--- Source text ---
......
# **_Pandas Essentials_**

This notebook has a **didactic** purpose, regarding the practical application and annotations about my learning process with Pandas Library. 


### **Packages used in this Notebook**

In [3]:
# Packages used in this Notebook
import pandas as pd

# **Data Manipulation with Pandas**

## **1. Basic Dataset Manipulation**

* **Dataset**: [Gas Prices in Brazil](https://www.kaggle.com/matheusfreitag/gas-prices-in-brazil)

* This dataset contains the records of weekly average fuel prices in Brazil between the years 2004 and 2019. 

* Each observation (record/line) consists of a measured price record for a given type of fuel in a given location in Brazil.

* Some of the main attributes (columns) of the dataset are: **'STATUS', 'PRODUCT', 'NUMBER OF SEARCHED STATIONS', 'AVERAGE RESALE PRICE'**.


* The file available in Kaggle is in **TSV** format. Although **Pandas** manages to open it normally, we convert this file to **CSV** format, which is one of the most used formats, and change its separator to ';' just to show some options of loading function.

### **1.1 Importing the Dataset**

To load a dataset in **CSV** format, simply use the `read_csv()` method in Pandas. By default it considers ',' as separator.

In [4]:
# Load the dataset and return a DataFrame instance with your archive data
data = pd.read_csv('./GasPricesinBrazil.csv')

In [None]:
# Visualizating the dataframe
data

### **1.2 Displaying the first rows of the Dataset**

The `head()` method displays the first 5 rows of the Dataset/Table/DataFrame.

In [None]:
data.head()

### **1.3 Dataset information and Key Elements**

### **1.3.1 General information about the Dataset**

In [None]:
# Display Table/DataFrame/Dataset metadata
data.info()



Apparently, no attribute/column has null values (**null**), since the number of records in the dataframe and the number of **non-null** values is **106823**.
But we will see that this is not the case in this case.
......
Records from a dataset:
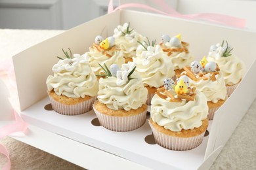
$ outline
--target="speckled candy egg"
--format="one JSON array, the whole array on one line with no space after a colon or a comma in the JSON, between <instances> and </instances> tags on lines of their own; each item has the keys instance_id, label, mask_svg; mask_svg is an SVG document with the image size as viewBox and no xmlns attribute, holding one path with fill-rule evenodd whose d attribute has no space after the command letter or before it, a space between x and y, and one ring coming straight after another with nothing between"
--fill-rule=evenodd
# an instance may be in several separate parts
<instances>
[{"instance_id":1,"label":"speckled candy egg","mask_svg":"<svg viewBox=\"0 0 256 170\"><path fill-rule=\"evenodd\" d=\"M99 45L103 40L104 39L102 37L101 37L100 35L97 35L96 36L95 41L95 43Z\"/></svg>"},{"instance_id":2,"label":"speckled candy egg","mask_svg":"<svg viewBox=\"0 0 256 170\"><path fill-rule=\"evenodd\" d=\"M109 37L108 38L108 43L110 44L109 48L112 47L115 44L115 42L116 42L115 38L113 37Z\"/></svg>"},{"instance_id":3,"label":"speckled candy egg","mask_svg":"<svg viewBox=\"0 0 256 170\"><path fill-rule=\"evenodd\" d=\"M202 67L201 64L199 63L198 61L196 60L191 63L190 68L191 68L191 71L194 73L196 73L196 74L203 71L203 67Z\"/></svg>"},{"instance_id":4,"label":"speckled candy egg","mask_svg":"<svg viewBox=\"0 0 256 170\"><path fill-rule=\"evenodd\" d=\"M175 86L175 83L173 79L170 78L167 78L163 80L163 86L167 90L174 90L174 87Z\"/></svg>"},{"instance_id":5,"label":"speckled candy egg","mask_svg":"<svg viewBox=\"0 0 256 170\"><path fill-rule=\"evenodd\" d=\"M204 67L204 70L205 72L213 72L216 71L217 65L215 62L209 61L205 64Z\"/></svg>"},{"instance_id":6,"label":"speckled candy egg","mask_svg":"<svg viewBox=\"0 0 256 170\"><path fill-rule=\"evenodd\" d=\"M189 78L186 75L181 76L177 80L177 83L178 84L180 82L181 79L183 79L184 82L185 83L186 86L189 86Z\"/></svg>"},{"instance_id":7,"label":"speckled candy egg","mask_svg":"<svg viewBox=\"0 0 256 170\"><path fill-rule=\"evenodd\" d=\"M173 37L170 40L170 44L173 46L179 47L181 45L181 41L176 37Z\"/></svg>"},{"instance_id":8,"label":"speckled candy egg","mask_svg":"<svg viewBox=\"0 0 256 170\"><path fill-rule=\"evenodd\" d=\"M211 45L210 46L210 52L215 52L217 48L218 48L216 45Z\"/></svg>"},{"instance_id":9,"label":"speckled candy egg","mask_svg":"<svg viewBox=\"0 0 256 170\"><path fill-rule=\"evenodd\" d=\"M166 34L163 34L161 38L161 41L163 41L163 43L165 43L166 42L168 42L171 39L170 37Z\"/></svg>"},{"instance_id":10,"label":"speckled candy egg","mask_svg":"<svg viewBox=\"0 0 256 170\"><path fill-rule=\"evenodd\" d=\"M117 72L117 71L120 70L120 68L116 64L111 65L110 69L110 71L111 75L114 76L116 76L116 73Z\"/></svg>"}]
</instances>

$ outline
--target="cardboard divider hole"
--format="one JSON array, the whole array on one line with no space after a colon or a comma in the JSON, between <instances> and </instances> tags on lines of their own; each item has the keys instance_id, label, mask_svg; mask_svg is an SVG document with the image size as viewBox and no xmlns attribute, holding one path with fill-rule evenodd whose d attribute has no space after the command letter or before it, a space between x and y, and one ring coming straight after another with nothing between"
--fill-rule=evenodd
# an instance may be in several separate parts
<instances>
[{"instance_id":1,"label":"cardboard divider hole","mask_svg":"<svg viewBox=\"0 0 256 170\"><path fill-rule=\"evenodd\" d=\"M52 107L52 104L49 103L48 105L46 105L45 106L45 109L48 110L48 111L51 111L51 110L53 110L53 107Z\"/></svg>"},{"instance_id":2,"label":"cardboard divider hole","mask_svg":"<svg viewBox=\"0 0 256 170\"><path fill-rule=\"evenodd\" d=\"M151 133L150 135L148 135L146 137L145 137L144 140L145 141L145 142L146 143L150 144L156 144L156 141L155 141L155 138L154 137L154 135L153 135L153 133Z\"/></svg>"}]
</instances>

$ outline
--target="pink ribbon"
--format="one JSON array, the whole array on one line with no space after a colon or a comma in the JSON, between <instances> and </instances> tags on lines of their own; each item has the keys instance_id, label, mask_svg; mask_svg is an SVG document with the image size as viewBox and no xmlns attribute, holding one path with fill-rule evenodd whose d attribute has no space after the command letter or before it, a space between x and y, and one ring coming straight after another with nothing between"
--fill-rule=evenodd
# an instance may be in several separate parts
<instances>
[{"instance_id":1,"label":"pink ribbon","mask_svg":"<svg viewBox=\"0 0 256 170\"><path fill-rule=\"evenodd\" d=\"M145 8L150 10L153 12L156 12L157 13L170 16L172 17L184 18L184 19L193 19L196 20L206 20L209 21L213 23L226 25L231 27L244 27L245 26L245 20L242 18L239 18L236 17L234 17L228 15L224 15L221 14L213 14L213 13L200 13L200 14L181 14L173 10L172 8L169 7L167 5L164 1L163 0L154 0L154 1L156 4L157 4L159 7L163 8L163 10L167 11L163 12L161 10L157 10L154 8L149 7L146 5L140 4L140 3L126 3L123 4L115 9L113 7L113 0L110 0L108 4L108 13L111 13L115 12L117 10L125 8Z\"/></svg>"},{"instance_id":2,"label":"pink ribbon","mask_svg":"<svg viewBox=\"0 0 256 170\"><path fill-rule=\"evenodd\" d=\"M8 77L10 81L11 84L16 88L16 82L15 80L12 78L14 75L13 65L11 60L7 61L5 62L2 63L0 65L0 73L1 71L7 71ZM1 76L3 74L0 74ZM17 113L17 112L13 109L13 114L15 117L15 122L12 124L5 126L3 127L0 128L0 139L3 137L9 135L13 133L16 132L25 132L28 128L28 124L25 122L20 115ZM7 148L0 144L0 154L5 155L7 158L7 163L3 167L3 170L9 170L11 169L11 160L10 156L8 152Z\"/></svg>"}]
</instances>

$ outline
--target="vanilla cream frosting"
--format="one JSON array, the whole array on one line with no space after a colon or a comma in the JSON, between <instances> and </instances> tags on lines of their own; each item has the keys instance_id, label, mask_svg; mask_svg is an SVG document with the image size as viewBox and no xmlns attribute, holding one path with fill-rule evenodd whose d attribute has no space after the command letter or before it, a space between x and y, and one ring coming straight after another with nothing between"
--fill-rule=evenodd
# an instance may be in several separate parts
<instances>
[{"instance_id":1,"label":"vanilla cream frosting","mask_svg":"<svg viewBox=\"0 0 256 170\"><path fill-rule=\"evenodd\" d=\"M174 90L169 92L175 95ZM207 117L208 106L203 94L198 90L195 92L194 101L182 100L182 103L170 102L156 94L151 101L151 118L172 131L193 129L201 126L202 120Z\"/></svg>"},{"instance_id":2,"label":"vanilla cream frosting","mask_svg":"<svg viewBox=\"0 0 256 170\"><path fill-rule=\"evenodd\" d=\"M89 51L86 52L86 55L89 56L89 62L91 67L95 75L102 75L103 73L102 69L98 65L99 63L104 65L105 63L108 67L113 63L117 64L121 67L125 63L123 54L121 50L108 50L106 51L111 56L108 56L104 54L104 51L99 52L92 46L89 48Z\"/></svg>"},{"instance_id":3,"label":"vanilla cream frosting","mask_svg":"<svg viewBox=\"0 0 256 170\"><path fill-rule=\"evenodd\" d=\"M175 75L171 60L158 44L156 47L148 46L147 50L140 45L137 48L136 57L133 58L137 63L136 70L142 78L145 86L159 88L163 86L163 80Z\"/></svg>"},{"instance_id":4,"label":"vanilla cream frosting","mask_svg":"<svg viewBox=\"0 0 256 170\"><path fill-rule=\"evenodd\" d=\"M148 90L144 87L137 73L134 72L131 77L135 78L122 85L117 85L117 78L115 76L100 78L98 101L113 110L123 109L129 110L140 107L146 103Z\"/></svg>"},{"instance_id":5,"label":"vanilla cream frosting","mask_svg":"<svg viewBox=\"0 0 256 170\"><path fill-rule=\"evenodd\" d=\"M138 41L143 42L146 38L134 29L129 33L124 34L127 31L127 23L118 26L114 30L113 37L116 39L116 44L123 51L124 57L132 58L136 54L136 49L139 45Z\"/></svg>"},{"instance_id":6,"label":"vanilla cream frosting","mask_svg":"<svg viewBox=\"0 0 256 170\"><path fill-rule=\"evenodd\" d=\"M216 75L217 80L212 81L211 80L211 73L204 75L207 80L200 80L198 82L190 80L190 86L195 86L202 92L205 96L207 101L211 101L216 103L219 100L224 100L226 98L226 88L225 82L221 73L219 75ZM199 76L197 76L198 78Z\"/></svg>"},{"instance_id":7,"label":"vanilla cream frosting","mask_svg":"<svg viewBox=\"0 0 256 170\"><path fill-rule=\"evenodd\" d=\"M46 80L48 91L72 98L95 96L98 84L86 55L74 54L72 59L60 60L53 67L54 75Z\"/></svg>"},{"instance_id":8,"label":"vanilla cream frosting","mask_svg":"<svg viewBox=\"0 0 256 170\"><path fill-rule=\"evenodd\" d=\"M214 52L209 52L207 60L217 63L223 75L226 85L238 83L245 73L245 65L234 54L228 57L216 58Z\"/></svg>"},{"instance_id":9,"label":"vanilla cream frosting","mask_svg":"<svg viewBox=\"0 0 256 170\"><path fill-rule=\"evenodd\" d=\"M163 44L162 48L171 49L179 48L179 47L171 46L169 42L166 42ZM188 53L186 53L185 52L173 52L169 57L173 62L175 69L182 69L184 67L190 65L194 60L194 56L189 52L189 50Z\"/></svg>"}]
</instances>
......
--- Short exercise 1 ---
Reproduce the passage of the Pandas notebook starting at "### **1.3 Dataset" and ending at "data.info()", word for word.
--- Short exercise 2 ---
Tally the lines of the listing that contain the string "target", treating uppercase and lowercase as different, and give only the number.

--- Complete response 1 ---
### **1.3 Dataset information and Key Elements**

### **1.3.1 General information about the Dataset**

In [None]:
# Display Table/DataFrame/Dataset metadata
data.info()

--- Complete response 2 ---
4